▸ WHAT THIS EXERCISE ASKS:
1: Do these statements agree with the regression metrics page? Answer yes or no for each and quote the deciding words of the page.
(a) Spearman's rank correlation is used when the model goal is ranking.
(b) The adjusted R-squared rewards the R-squared metric for an increasing number of predictors.
(c) A model that predicts the response conservatively will have small bias.
2: Pick up the regression metrics page where it stops, after the last line of code shown.
## start PAGE
The sums of squares are the same thing as the variances multiplied by the degrees of freedom.

Show the code
ssr2 <- var(fitted(fit)) * (n - 1)
sse2 <- var(residuals(fit)) * (n - 1)
sst2 <- var(mt_cars$mpg) * (n - 1)
ssr2 / sst2
[1] 0.8690158

\(R^2\) is also equal to the correlation between the fitted value and observed values, \(R^2 = Cor(Y, \hat{Y})^2\).

Show the code
cor(fit$fitted.values, mt_cars$mpg)^2
[1] 0.8690158

R-squared is proportional to the the variance in the response, SST. Given a constant percentage error in predictions, a test set with relatively low variation in the reponse will have a lower R-squared. Conversely, test sets with large variation, e.g., housing data with home sale ranging from $60K to $2M may have a large R-squared despite average prediction errors of >$10K.

A close variant of R-squared is the non-parametric Spearman’s rank correlation. This statistic is the correlation of the ranks of the response and the predicted values. It is used when the model goal is ranking.

The adjusted R-squared (\(\bar{R}^2\)) penalizes the R-squared metric for increasing number of predictors.

\[\bar{R}^2 = 1 - \frac{SSE}{SST} \cdot \frac{n-1}{n-k-1}\]

Show the code
(adj_r2 <- 1 - sse/sst * (n - 1) / (n - k - 1))
## [1] 0.8066423

summary(fit)$adj.r.squared
## [1] 0.8066423

1.6.2.1 RMSE, RSE, MAE

The root mean squared error (RMSE) is the average prediction error (square root of mean squared error).

\[RMSE = \sqrt{\frac{\sum_{i=1}^n{(y_i - \hat{y}_i)^2}}{n}}\]

Show the code
sqrt(mean((mt_cars$mpg - fit$fitted.values)^2))
## [1] 2.146905
augment(fit) %>% yardstick::rmse(truth = mpg, estimate = .fitted)
## # A tibble: 1 × 3
##   .metric .estimator .estimate
##   <chr>   <chr>          <dbl>
## 1 rmse    standard        2.15

The mean squared error of a model with theoretical residual of mean zero and constant variance \(\sigma^2\) can be decomposed into the model’s bias and the model’s variance:

\[E[MSE] = \sigma^2 + Bias^2 + Var.\]

A model that predicts the response closely will have low bias, but be relatively sensitive to the training data and thus have high variance. A model that predicts the response conservatively (e.g., a simple mean) will have large bias, but be relatively insensitive to nuances in the training data. Here is an example of a simulated sine wave. A model predicting the mean value at the upper and lower levels has low variance, but high bias, and a model of an actual sine wave has low bias and high variance. This is the variance-bias trade-off.

Show the code
data.frame(x = seq(2, 10, 0.1)) %>%
  mutate(
    e = runif(81, -.5, .5),
    y = sin(x) + e,
    `Low var, high bias` = zoo:::rollmean(y, k = 3, fill = NA, align = "center"),
    `High var, low bias` = sin(x)
  ) %>%
  pivot_longer(cols = `Low var, high bias`:`High var, low bias`) %>%
  ggplot(aes(x = x)) +
  geom_point(aes(y = y)) +
  geom_line(aes(y = value, color = name), size = 1)
## end PAGE
## start EXTRACTED DATA
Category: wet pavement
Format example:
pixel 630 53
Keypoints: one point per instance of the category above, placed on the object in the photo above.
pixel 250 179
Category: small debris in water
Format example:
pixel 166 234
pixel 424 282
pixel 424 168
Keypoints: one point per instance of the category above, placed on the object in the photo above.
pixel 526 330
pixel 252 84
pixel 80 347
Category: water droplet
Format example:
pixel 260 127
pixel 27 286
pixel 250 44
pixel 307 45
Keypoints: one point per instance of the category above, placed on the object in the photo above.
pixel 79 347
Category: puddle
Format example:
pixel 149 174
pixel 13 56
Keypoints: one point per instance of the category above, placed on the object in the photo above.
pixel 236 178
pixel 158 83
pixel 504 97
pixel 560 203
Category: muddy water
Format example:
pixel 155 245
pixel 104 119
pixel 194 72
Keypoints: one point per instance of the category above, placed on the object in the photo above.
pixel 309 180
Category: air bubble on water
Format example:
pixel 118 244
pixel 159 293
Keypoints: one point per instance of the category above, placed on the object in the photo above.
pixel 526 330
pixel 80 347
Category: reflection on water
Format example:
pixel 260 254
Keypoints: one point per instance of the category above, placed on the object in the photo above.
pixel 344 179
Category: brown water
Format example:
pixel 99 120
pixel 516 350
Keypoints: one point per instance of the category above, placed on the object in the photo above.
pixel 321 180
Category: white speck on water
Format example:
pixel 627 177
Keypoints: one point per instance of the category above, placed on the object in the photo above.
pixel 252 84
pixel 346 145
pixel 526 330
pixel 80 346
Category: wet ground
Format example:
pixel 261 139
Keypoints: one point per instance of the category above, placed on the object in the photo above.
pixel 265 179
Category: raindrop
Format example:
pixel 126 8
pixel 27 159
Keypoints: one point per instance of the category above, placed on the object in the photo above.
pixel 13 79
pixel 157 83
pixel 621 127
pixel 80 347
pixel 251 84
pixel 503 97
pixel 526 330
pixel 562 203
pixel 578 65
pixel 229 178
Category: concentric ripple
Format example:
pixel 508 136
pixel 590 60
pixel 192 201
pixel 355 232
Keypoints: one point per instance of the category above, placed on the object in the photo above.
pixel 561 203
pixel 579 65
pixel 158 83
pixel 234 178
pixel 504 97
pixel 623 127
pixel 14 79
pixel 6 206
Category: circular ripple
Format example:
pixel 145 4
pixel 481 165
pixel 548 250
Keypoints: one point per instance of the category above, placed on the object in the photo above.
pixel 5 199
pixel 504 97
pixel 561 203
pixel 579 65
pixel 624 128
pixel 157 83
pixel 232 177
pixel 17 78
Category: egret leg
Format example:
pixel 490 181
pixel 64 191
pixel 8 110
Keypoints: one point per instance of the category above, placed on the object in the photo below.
## end EXTRACTED DATA
▸ RESPONSES IN ORDER:
1:
(a) Yes: "It is used when the model goal is ranking."
(b) No: "penalizes the R-squared metric for increasing number of predictors."
(c) No: "will have large bias, but be relatively insensitive to nuances in the training data"

2:
The residual standard error (RSE, or model sigma \(\hat{\sigma}\)) is an estimate of the standard deviation of \(\epsilon\). It is roughly the average amount the response deviates from the true regression line.

\[\sigma = \sqrt{\frac{\sum_{i=1}^n{(y_i - \hat{y}_i)^2}}{n-k-1}}\]

Show the code
sqrt(sum((mt_cars$mpg - fit$fitted.values)^2) / (n - k - 1))
## [1] 2.650197

# sd is sqrt(sse / (n-1)), sigma = sqrt(sse / (n - k - 1))
sd(fit$residuals) * sqrt((n - 1) / (n - k - 1))  
## [1] 2.650197

summary(fit)$sigma 
## [1] 2.650197

sigma(fit)
## [1] 2.650197

The mean absolute error (MAE) is the average absolute prediction arror. It is less sensitive to outliers.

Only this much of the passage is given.